• **Task description**
Copy the listing below in full and skip every picture.

+---+

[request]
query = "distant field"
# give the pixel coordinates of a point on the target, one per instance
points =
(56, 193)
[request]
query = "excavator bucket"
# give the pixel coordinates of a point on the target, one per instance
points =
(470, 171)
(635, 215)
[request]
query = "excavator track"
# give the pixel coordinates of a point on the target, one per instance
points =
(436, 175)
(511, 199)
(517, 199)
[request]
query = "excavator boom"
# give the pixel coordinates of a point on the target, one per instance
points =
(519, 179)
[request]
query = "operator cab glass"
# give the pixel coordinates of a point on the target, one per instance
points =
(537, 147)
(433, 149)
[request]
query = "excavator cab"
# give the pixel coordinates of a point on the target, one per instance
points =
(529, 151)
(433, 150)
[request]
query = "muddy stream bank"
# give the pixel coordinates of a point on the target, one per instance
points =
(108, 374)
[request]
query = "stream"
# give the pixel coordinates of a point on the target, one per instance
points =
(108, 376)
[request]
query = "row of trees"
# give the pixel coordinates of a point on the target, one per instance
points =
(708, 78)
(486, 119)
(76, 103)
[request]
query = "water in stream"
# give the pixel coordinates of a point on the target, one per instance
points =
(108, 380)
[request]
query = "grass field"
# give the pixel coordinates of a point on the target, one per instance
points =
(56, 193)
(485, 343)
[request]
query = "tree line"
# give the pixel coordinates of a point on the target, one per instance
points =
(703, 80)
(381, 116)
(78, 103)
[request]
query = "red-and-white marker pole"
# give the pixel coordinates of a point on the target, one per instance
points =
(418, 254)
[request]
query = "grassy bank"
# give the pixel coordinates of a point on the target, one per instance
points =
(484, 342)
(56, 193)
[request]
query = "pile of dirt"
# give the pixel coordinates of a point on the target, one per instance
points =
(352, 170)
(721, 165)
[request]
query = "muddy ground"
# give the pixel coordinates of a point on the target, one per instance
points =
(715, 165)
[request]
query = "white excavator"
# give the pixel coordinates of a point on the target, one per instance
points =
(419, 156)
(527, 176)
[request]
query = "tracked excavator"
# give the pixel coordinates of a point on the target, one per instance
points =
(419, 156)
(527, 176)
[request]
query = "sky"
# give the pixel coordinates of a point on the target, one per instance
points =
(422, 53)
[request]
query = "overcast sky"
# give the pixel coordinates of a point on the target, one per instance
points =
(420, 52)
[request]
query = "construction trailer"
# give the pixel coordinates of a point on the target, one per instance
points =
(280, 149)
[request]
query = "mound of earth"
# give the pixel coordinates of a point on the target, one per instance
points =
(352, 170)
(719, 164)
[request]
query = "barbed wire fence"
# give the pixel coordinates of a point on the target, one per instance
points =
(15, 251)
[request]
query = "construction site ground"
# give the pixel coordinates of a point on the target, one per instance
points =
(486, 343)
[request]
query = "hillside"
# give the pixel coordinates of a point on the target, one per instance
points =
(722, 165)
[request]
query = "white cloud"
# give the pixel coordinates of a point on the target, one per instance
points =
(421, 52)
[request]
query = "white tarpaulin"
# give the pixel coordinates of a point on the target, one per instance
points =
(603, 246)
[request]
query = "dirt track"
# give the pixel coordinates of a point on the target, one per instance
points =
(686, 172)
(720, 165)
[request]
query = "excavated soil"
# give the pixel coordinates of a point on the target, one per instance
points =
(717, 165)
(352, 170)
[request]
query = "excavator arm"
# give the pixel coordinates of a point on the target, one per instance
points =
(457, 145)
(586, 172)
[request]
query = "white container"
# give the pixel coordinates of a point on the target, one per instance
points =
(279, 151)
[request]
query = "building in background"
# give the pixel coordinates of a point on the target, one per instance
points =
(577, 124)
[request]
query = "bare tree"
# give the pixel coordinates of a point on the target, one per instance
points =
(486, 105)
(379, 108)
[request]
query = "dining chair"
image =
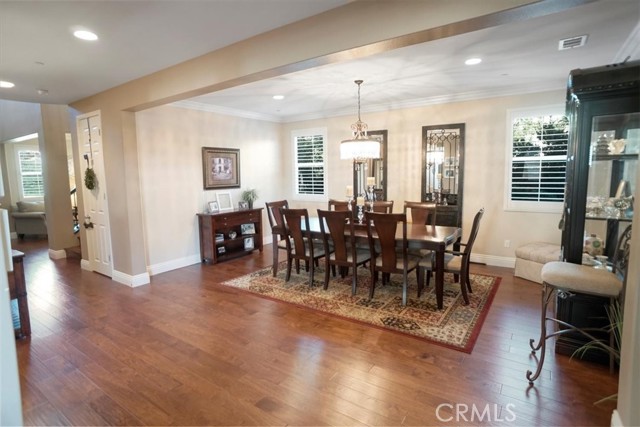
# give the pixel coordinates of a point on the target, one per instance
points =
(455, 262)
(300, 244)
(276, 222)
(340, 244)
(386, 256)
(421, 212)
(382, 206)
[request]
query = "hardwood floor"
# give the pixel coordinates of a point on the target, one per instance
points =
(185, 351)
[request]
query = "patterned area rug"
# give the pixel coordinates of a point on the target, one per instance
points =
(455, 326)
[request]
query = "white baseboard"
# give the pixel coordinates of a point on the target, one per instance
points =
(57, 254)
(173, 264)
(496, 261)
(129, 280)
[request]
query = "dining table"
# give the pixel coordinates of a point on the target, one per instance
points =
(433, 237)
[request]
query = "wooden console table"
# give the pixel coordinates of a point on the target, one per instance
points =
(230, 234)
(18, 290)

+---+

• **Answer to this task**
[request]
query = "distant field"
# give the pixel coordinates of a point on the target, one per instance
points =
(56, 193)
[request]
query = "excavator bucket"
# give the pixel coordinates of a point on the target, one per instance
points =
(470, 171)
(635, 215)
[request]
query = "excavator track"
# give the pixel coordinates of a point on the target, one per instance
points =
(436, 175)
(511, 199)
(517, 199)
[request]
query = "excavator boom"
# give the pixel coordinates of a point on the target, one per instance
points =
(519, 179)
[request]
query = "operator cab glass"
# give the pixel coordinates of a point on the target, one per instance
points =
(537, 147)
(433, 149)
[request]
query = "excavator cab"
# give the pixel coordinates of a point on the target, one per instance
points =
(529, 151)
(433, 150)
[request]
query = "muddy stream bank"
# give the pixel coordinates of a point on the target, one per instance
points =
(108, 374)
[request]
query = "stream"
# give the pixel coordinates of a point on the target, one per instance
points =
(108, 376)
[request]
query = "row of trees"
# give the pixel coordinates of a point on the target, one per instance
points =
(708, 78)
(486, 119)
(76, 103)
[request]
query = "water in stream"
# give the pixel coordinates of a point on the target, one per instance
points =
(108, 380)
[request]
query = "grass field"
# give the pixel coordinates of a point on the target, one per instance
points =
(56, 193)
(485, 343)
[request]
query = "tree line"
# give the pixel coordinates of a point on the target, one per instance
points =
(703, 80)
(381, 116)
(78, 103)
[request]
query = "red-and-white marker pole"
# give the pixel coordinates of a point on the target, one per instance
points =
(418, 254)
[request]
query = "grassy bank"
# give the pixel coordinates of a point on the target, one per instance
points =
(484, 342)
(56, 193)
[request]
query = "pile of dirt"
# give the pixel coordinates of a point on the target, one per instance
points =
(352, 170)
(721, 165)
[request]
query = "muddy ground"
# give the pixel coordinates of a point on the target, one per instance
points =
(715, 165)
[request]
query = "white excavator"
# give the pixel coordinates of a point on the target, one per instance
points =
(419, 156)
(527, 176)
[request]
query = "tracked excavator"
# give the pixel coordinates of a point on the target, one per instance
points =
(419, 156)
(527, 176)
[request]
query = "sky"
# give the pixel coordinates of a point on the target, one per instance
points =
(422, 53)
[request]
query = "overcast sky"
# give the pixel coordinates of a point on the target, one per instance
points =
(420, 52)
[request]
query = "construction trailer"
# give the pixel coordinates of a point on the target, one per instance
points =
(280, 149)
[request]
query = "mound of earth"
# give the pixel coordinates of a point on the target, one per instance
points =
(352, 170)
(719, 164)
[request]
query = "barbed wire fence"
# give the pixel coordinates of a point on the target, one per instance
points =
(15, 251)
[request]
query = "construction site ground"
# give the pixel coordinates of a point on the target, one per instance
points =
(486, 343)
[request]
query = "hillside"
# give the pixel coordinates of a point on the target, one per instance
points =
(722, 165)
[request]
query = "white cloud"
# give the pixel coordinates of a point on the target, one per instance
points =
(421, 52)
[request]
query = "white tarpaulin"
# give the pixel coordinates of a point on the target, one per instance
points =
(603, 246)
[request]
query = "dirt track"
# give the pixel coordinates of a point on the target, one per instance
points =
(686, 172)
(720, 165)
[request]
query = "excavated soil"
# give the pixel coordinates of a point on the target, one per instance
points =
(717, 165)
(352, 170)
[request]
query = "excavator arm"
# give the pixel coordinates of a point on the target, one per instance
points =
(457, 145)
(586, 172)
[request]
query = "white container"
# give the pixel coordinates of a point on the target, one per instance
points =
(279, 151)
[request]
query = "building in background"
# give the pixel coordinates of a point on the target, one per instance
points =
(577, 124)
[request]
query = "bare tree"
# give the pixel coordinates of a point on the target, one per instance
points =
(486, 105)
(379, 108)
[request]
query = "dining chair"
image =
# give the pixel coordinates of a point on the target, one per instance
points =
(455, 262)
(300, 244)
(276, 222)
(340, 244)
(386, 256)
(421, 212)
(382, 206)
[request]
query = "hardwood floor"
# give the pixel coordinates of a point on the target, one per instance
points =
(185, 351)
[request]
query = "patterned area rug"
# give the pixel coordinates of a point on the target, one per instance
points =
(455, 326)
[request]
query = "white baseboard"
# give the pixel coordinates of a point on the target, one per instance
points =
(57, 254)
(173, 264)
(496, 261)
(129, 280)
[request]
query = "dining table"
# give the pixel coordinates of a point on the target, one per instance
points =
(433, 237)
[request]
query = "wooden console table"
# give the pixel coordinates of a point on the target, one per instance
points =
(230, 234)
(18, 290)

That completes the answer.